#### Request:
Please copy out every line of the records below without changing a single character.

#### Source data:
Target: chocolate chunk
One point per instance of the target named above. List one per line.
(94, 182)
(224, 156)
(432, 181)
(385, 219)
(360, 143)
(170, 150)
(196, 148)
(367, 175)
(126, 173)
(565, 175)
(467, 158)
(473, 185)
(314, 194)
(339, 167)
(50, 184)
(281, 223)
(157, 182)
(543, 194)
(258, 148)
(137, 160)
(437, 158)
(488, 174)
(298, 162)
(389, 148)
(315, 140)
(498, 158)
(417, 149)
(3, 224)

#### Response:
Target: chocolate chunk
One point per instance of the target named above. List one per line.
(94, 182)
(224, 156)
(432, 181)
(385, 219)
(360, 143)
(170, 150)
(196, 148)
(367, 175)
(126, 173)
(565, 175)
(467, 158)
(473, 185)
(314, 194)
(339, 167)
(50, 184)
(281, 223)
(157, 182)
(543, 194)
(258, 148)
(137, 160)
(437, 158)
(488, 174)
(298, 162)
(389, 148)
(315, 140)
(498, 158)
(417, 149)
(3, 224)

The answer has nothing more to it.